> _Görev malzemesi_:
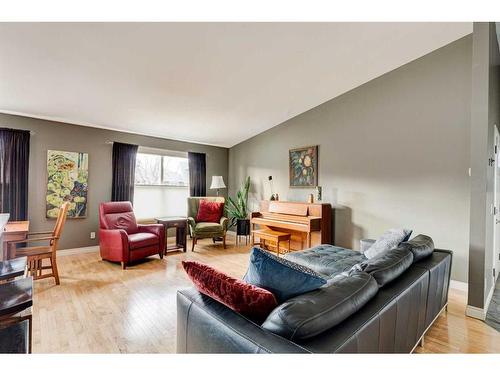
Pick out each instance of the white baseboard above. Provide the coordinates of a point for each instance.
(488, 300)
(478, 313)
(459, 285)
(475, 312)
(78, 250)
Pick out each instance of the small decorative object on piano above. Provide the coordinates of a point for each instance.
(319, 193)
(271, 186)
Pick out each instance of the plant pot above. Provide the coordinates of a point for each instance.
(243, 227)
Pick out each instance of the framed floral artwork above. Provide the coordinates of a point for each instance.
(67, 181)
(303, 166)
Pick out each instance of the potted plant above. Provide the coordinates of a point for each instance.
(237, 210)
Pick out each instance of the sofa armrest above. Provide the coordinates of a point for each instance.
(192, 225)
(157, 229)
(113, 244)
(224, 221)
(206, 326)
(365, 244)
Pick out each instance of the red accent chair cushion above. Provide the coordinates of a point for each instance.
(138, 240)
(246, 299)
(209, 212)
(119, 215)
(121, 239)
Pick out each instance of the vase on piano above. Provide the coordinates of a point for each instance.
(243, 227)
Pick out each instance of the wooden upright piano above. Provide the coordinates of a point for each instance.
(309, 224)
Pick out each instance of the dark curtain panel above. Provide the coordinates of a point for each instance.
(197, 174)
(124, 156)
(14, 162)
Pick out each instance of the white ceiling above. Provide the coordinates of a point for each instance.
(213, 83)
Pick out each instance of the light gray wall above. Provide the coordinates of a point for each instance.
(393, 153)
(61, 136)
(484, 115)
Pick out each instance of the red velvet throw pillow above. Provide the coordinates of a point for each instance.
(247, 299)
(209, 212)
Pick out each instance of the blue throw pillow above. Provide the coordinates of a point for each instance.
(281, 277)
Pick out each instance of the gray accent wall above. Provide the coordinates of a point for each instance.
(393, 152)
(484, 115)
(51, 135)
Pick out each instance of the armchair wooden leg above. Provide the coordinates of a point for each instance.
(55, 271)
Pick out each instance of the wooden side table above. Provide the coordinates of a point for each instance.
(180, 225)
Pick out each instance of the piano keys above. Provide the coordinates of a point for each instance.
(309, 224)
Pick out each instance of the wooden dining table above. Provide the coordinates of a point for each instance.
(13, 231)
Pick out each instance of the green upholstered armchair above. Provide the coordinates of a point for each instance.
(205, 230)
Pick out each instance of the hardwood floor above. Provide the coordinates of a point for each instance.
(98, 308)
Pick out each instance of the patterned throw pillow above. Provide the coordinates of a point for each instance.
(285, 279)
(209, 212)
(388, 241)
(248, 300)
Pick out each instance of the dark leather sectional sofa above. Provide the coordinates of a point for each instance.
(385, 305)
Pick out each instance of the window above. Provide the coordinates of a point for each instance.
(153, 169)
(161, 184)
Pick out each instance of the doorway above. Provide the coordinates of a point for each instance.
(496, 202)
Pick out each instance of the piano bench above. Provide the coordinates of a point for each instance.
(273, 236)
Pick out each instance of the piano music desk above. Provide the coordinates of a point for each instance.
(273, 236)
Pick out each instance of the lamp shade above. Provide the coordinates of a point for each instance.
(217, 183)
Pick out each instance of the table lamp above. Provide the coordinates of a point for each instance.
(217, 183)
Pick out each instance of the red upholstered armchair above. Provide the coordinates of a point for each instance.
(121, 239)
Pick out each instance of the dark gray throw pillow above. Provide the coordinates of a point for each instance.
(283, 278)
(388, 266)
(421, 246)
(388, 241)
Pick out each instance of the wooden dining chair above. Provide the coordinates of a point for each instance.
(37, 254)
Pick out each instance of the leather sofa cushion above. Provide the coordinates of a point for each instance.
(421, 246)
(208, 227)
(310, 314)
(388, 266)
(139, 240)
(326, 260)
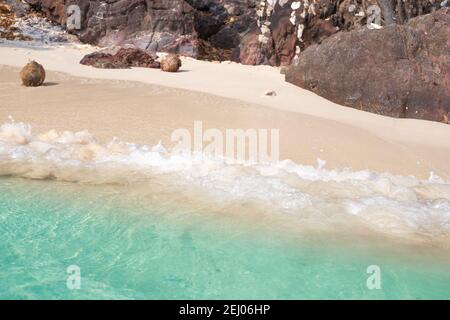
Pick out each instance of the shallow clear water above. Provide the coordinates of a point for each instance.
(134, 247)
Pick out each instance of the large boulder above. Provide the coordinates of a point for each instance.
(122, 59)
(400, 70)
(32, 74)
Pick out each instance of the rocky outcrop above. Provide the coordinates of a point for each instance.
(249, 31)
(400, 70)
(124, 58)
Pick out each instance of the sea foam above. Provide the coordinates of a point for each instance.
(385, 202)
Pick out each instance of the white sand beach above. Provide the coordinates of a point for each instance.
(146, 105)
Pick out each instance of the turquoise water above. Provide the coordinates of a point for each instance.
(128, 247)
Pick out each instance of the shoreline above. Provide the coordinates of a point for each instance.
(143, 113)
(229, 80)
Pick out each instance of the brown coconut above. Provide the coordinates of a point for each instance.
(171, 63)
(33, 74)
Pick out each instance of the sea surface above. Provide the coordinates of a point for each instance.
(82, 220)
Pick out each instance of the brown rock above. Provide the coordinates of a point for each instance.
(124, 58)
(400, 70)
(33, 74)
(170, 63)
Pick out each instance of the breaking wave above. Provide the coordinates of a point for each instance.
(384, 202)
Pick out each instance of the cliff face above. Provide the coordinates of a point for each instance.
(401, 70)
(249, 31)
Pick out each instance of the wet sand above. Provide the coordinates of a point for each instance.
(146, 113)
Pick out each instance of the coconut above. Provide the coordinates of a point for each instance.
(33, 74)
(171, 63)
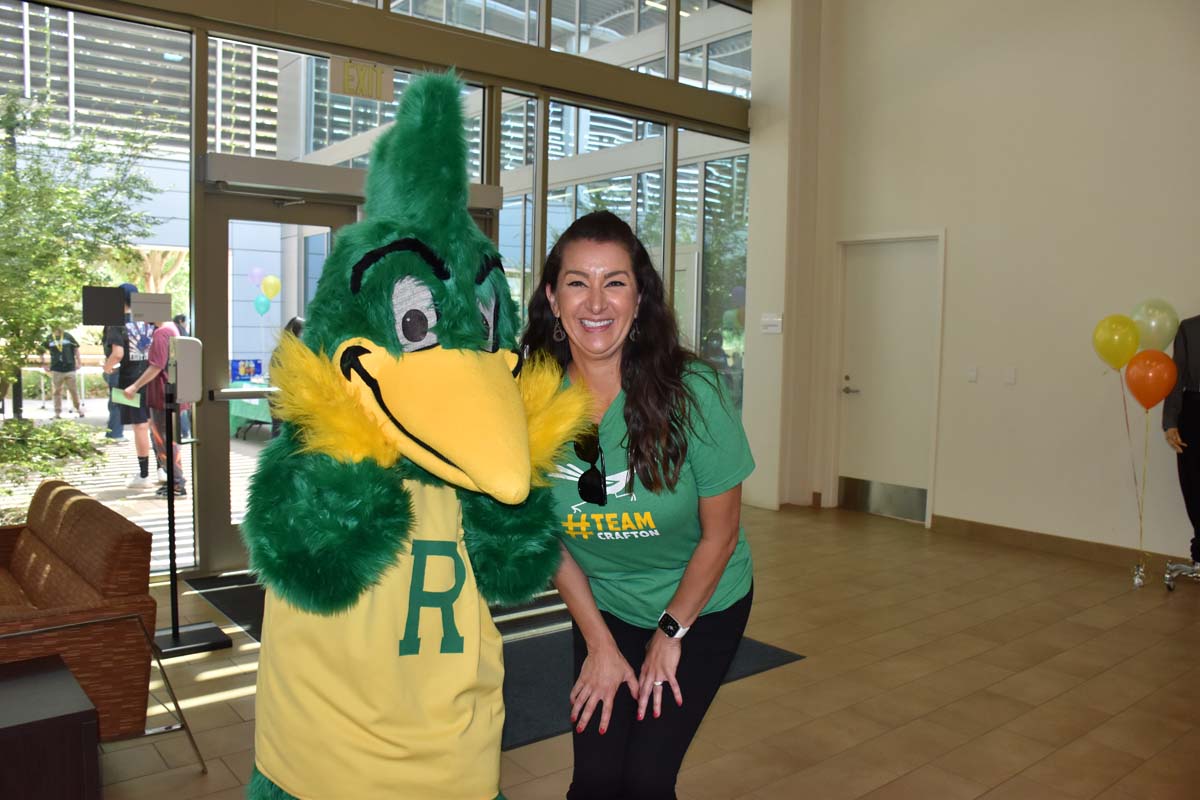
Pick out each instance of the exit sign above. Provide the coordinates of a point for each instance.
(361, 79)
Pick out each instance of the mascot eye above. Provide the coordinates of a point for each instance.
(415, 314)
(489, 316)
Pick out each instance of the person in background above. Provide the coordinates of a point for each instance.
(294, 326)
(65, 360)
(185, 415)
(129, 349)
(1181, 422)
(653, 546)
(113, 380)
(155, 382)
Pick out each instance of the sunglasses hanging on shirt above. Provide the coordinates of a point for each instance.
(592, 482)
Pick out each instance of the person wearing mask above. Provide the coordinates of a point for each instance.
(129, 352)
(65, 360)
(1181, 423)
(154, 379)
(655, 570)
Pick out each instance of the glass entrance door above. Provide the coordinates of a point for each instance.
(262, 258)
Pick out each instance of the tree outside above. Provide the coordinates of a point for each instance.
(69, 203)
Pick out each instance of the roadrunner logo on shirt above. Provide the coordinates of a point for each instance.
(605, 527)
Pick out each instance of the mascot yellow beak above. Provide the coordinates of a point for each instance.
(456, 414)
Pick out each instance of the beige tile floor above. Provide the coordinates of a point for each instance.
(937, 667)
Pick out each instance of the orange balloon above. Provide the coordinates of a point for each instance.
(1151, 377)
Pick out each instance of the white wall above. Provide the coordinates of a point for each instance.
(1056, 142)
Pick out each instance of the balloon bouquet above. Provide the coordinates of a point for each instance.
(1150, 376)
(268, 287)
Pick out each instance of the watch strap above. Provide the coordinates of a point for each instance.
(671, 626)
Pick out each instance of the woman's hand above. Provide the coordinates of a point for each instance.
(600, 678)
(658, 669)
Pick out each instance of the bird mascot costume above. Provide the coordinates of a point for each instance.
(405, 492)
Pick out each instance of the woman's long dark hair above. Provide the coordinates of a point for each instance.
(657, 401)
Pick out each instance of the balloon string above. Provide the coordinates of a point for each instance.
(1133, 461)
(1141, 498)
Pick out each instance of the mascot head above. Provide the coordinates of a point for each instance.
(407, 352)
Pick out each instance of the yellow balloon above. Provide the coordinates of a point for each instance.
(270, 287)
(1115, 340)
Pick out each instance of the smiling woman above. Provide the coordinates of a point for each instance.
(667, 557)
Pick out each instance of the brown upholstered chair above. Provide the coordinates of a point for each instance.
(75, 560)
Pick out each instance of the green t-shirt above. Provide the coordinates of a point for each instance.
(636, 547)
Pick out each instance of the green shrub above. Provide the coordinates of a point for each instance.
(31, 451)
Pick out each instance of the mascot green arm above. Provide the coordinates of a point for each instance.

> _Yazılı görev_:
Tüm öğelerdeki satırları, "Pick out" geçen her yere "Mark" yazarak güncelle ve başka hiçbir şeyi değiştirme. Resimleri cevaba ekleme.

> _Yazılı çözüm_:
Mark each instance of the white baseboard above. Provide the coordinates of a point for each instance.
(488, 300)
(478, 313)
(459, 285)
(475, 312)
(78, 250)
Mark each instance of the small decorative object on piano above. Provide the coordinates of a point for each instance.
(319, 193)
(271, 186)
Mark each instance of the plant pot above. Provide the coordinates of a point for each instance.
(243, 227)
Mark each instance of the framed floral artwork above. Provide the coordinates of a point for each instance.
(67, 181)
(303, 166)
Mark each instance of the potted plant above. Provide the coordinates of a point for each instance.
(237, 210)
Mark each instance of the sofa armrest above. Provide the coordinates of a point for each instance.
(192, 225)
(157, 229)
(113, 244)
(224, 221)
(206, 326)
(365, 244)
Mark each instance of the red accent chair cushion above. Provide the coordinates of a point for each instance.
(138, 240)
(246, 299)
(209, 212)
(119, 215)
(121, 239)
Mark each instance of the vase on piano above. Provide the coordinates of a point for each instance.
(243, 227)
Mark each instance of the wooden upright piano above. Provide the coordinates of a point for each instance.
(309, 224)
Mark each instance of the dark curtain panel above. Provide the coordinates of a point for each instance.
(197, 174)
(124, 156)
(14, 162)
Mark each instance of the white ceiling above. Provide the coordinates of a point for each instance.
(213, 83)
Mark each instance of the light gray wall above. Provide the coordinates of a point for each instance.
(393, 153)
(61, 136)
(484, 115)
Mark each instance of the red velvet throw pillow above. Provide the coordinates of a point for each instance.
(247, 299)
(209, 212)
Mark each instance of the blue throw pillow above. Provide the coordinates of a point for each instance.
(281, 277)
Mark each instance of the gray accent wall above. Provide the coordinates of a point for each instance.
(393, 152)
(484, 115)
(51, 135)
Mark each instance of the armchair wooden leg above. Provide the coordinates of a point for each instance.
(55, 271)
Mark each instance of the wooden side table above. Provide the coordinates of a point for each instance.
(180, 225)
Mark each instance of the piano keys above. Provide the coordinates of a point for each instance.
(309, 224)
Mark each instance of the wooden dining table above. Provide the coordinates of a point for each instance.
(13, 231)
Mark each instance of the green upholstered armchair above. Provide the coordinates of a point for each instance.
(205, 230)
Mark each instance of the hardwood floor above. Provide the coordinates of a point for each instance.
(98, 308)
Mark each instance of the patterned throw pillow above. Provide the coordinates of a point for each instance.
(285, 279)
(209, 212)
(388, 241)
(248, 300)
Mark each instance of the dark leather sectional sofa above. Provide the coordinates of a point for each instance.
(385, 305)
Mark each instance of the window above. Provide the coordinates of a point for each instance.
(153, 169)
(161, 184)
Mark each instance of the doorway above. Provide the coordinates of a point for each instance.
(496, 202)
Mark each instance of the piano bench above. Provide the coordinates of a point for each instance.
(273, 236)
Mark each instance of the piano music desk above. Provide the coordinates of a point for each instance.
(273, 236)
Mark each instance of the lamp shade above. Provide the coordinates of a point for each instance.
(217, 183)
Mark each instance of the table lamp above. Provide the coordinates of a point for each instance.
(217, 183)
Mark each instance of the red upholstered armchair above. Provide the coordinates of a point for each instance.
(121, 239)
Mark each instance of the dark gray throw pillow above. Provide the coordinates of a point for each instance.
(283, 278)
(388, 266)
(421, 246)
(388, 241)
Mark each instance of the wooden dining chair above. Provide the coordinates of a point for each instance.
(37, 254)
Mark each instance of the leather sofa cushion above. Provide the coordinates of a point for each instance.
(421, 246)
(208, 227)
(310, 314)
(388, 266)
(139, 240)
(326, 260)
Mark each instance of the shallow clear water above. Provide the coordinates of a point for each instance.
(134, 247)
Mark each instance of the large boulder above. Provide the coordinates of a point for each instance.
(122, 59)
(400, 70)
(32, 74)
Mark each instance of the rocky outcrop above. Provide the coordinates of a point for each instance.
(249, 31)
(400, 70)
(124, 58)
Mark each instance of the sea foam above. Provide the coordinates of a point for each instance.
(385, 202)
Mark each instance of the white sand beach above. Provide the coordinates of a point for each instance.
(146, 105)
Mark each instance of the turquoise water above. Provide the coordinates of a point for each instance.
(128, 247)
Mark each instance of the shoreline above. Provide the coordinates of a point for each instance.
(143, 113)
(229, 80)
Mark each instance of the brown coconut above. Provide the coordinates of a point for each instance.
(171, 63)
(33, 74)
Mark each instance of the sea surface above. Provide the coordinates of a point for each instance.
(82, 220)
Mark each instance of the brown rock above. Provide the coordinates of a point for each instance.
(124, 58)
(400, 70)
(33, 74)
(170, 63)
Mark each instance of the breaking wave above. Provide the coordinates of a point for each instance.
(384, 202)
Mark each instance of the cliff face above. Provide the coordinates of a point for each instance.
(401, 70)
(249, 31)
Mark each instance of the wet sand above. Provide the coordinates of a point for each instance.
(146, 113)
Mark each instance of the coconut above. Provide the coordinates of a point for each instance.
(33, 74)
(171, 63)
Mark each instance of the exit sign above. Provide the coordinates of a point for each instance.
(361, 79)
Mark each instance of the mascot eye above. Provide the coordinates of a point for each instance.
(415, 314)
(489, 316)
Mark each instance of the person in background above. Provide the coordinates of a point for each instance.
(294, 326)
(65, 360)
(185, 415)
(129, 349)
(1181, 422)
(653, 546)
(113, 380)
(155, 382)
Mark each instance of the sunglasses hanging on shirt above. Provide the coordinates of a point for each instance.
(592, 482)
Mark each instance of the person wearing mask above. Provide the coordinates of a point for each instance.
(129, 352)
(65, 360)
(1181, 423)
(154, 379)
(655, 570)
Mark each instance of the glass entrance door above. Provide the coordinates of a point for each instance.
(262, 258)
Mark each instance of the tree outside above. Provide the coordinates of a point for each instance.
(69, 203)
Mark each instance of the roadrunner logo on shirt above. Provide the coordinates of a point for each instance.
(605, 527)
Mark each instance of the mascot yellow beak above. Provide the coordinates of a point for each instance.
(456, 414)
Mark each instance of the beige tile floor above. Provide the coordinates of a point for each instance.
(937, 667)
Mark each instance of the orange balloon above. Provide the coordinates of a point for each instance.
(1151, 377)
Mark each instance of the white wall above. Provide the coordinates of a point for each instance.
(1056, 142)
Mark each instance of the balloon bouquet above. Provide the coordinates of a point for each instance.
(1150, 376)
(268, 287)
Mark each instance of the watch strap above. Provide the coordinates of a point for each instance.
(671, 626)
Mark each instance of the woman's hand above. Provide the coordinates of a point for each instance.
(600, 678)
(658, 669)
Mark each instance of the bird mascot costume above. Provide the coordinates of a point for each instance.
(405, 492)
Mark each instance of the woman's long dark hair above. Provide the coordinates of a point for each instance.
(657, 401)
Mark each instance of the balloon string above. Provide the coordinates of a point for each instance.
(1133, 461)
(1141, 498)
Mark each instance of the mascot head above. Provide the coordinates of a point for each instance.
(407, 352)
Mark each instance of the yellow balloon above. Provide the coordinates of a point for each instance.
(270, 287)
(1115, 340)
Mark each instance of the smiling woman above. Provide the coordinates of a point for each instance.
(667, 557)
Mark each instance of the brown upholstered chair above. Provide the coordinates of a point for each instance.
(75, 560)
Mark each instance of the green t-shirt above. Provide the coordinates of a point for each instance.
(636, 547)
Mark each instance of the green shrub above. Provide the coordinates of a point for each instance.
(31, 451)
Mark each instance of the mascot green arm above. Provide the coordinates of a point for each instance.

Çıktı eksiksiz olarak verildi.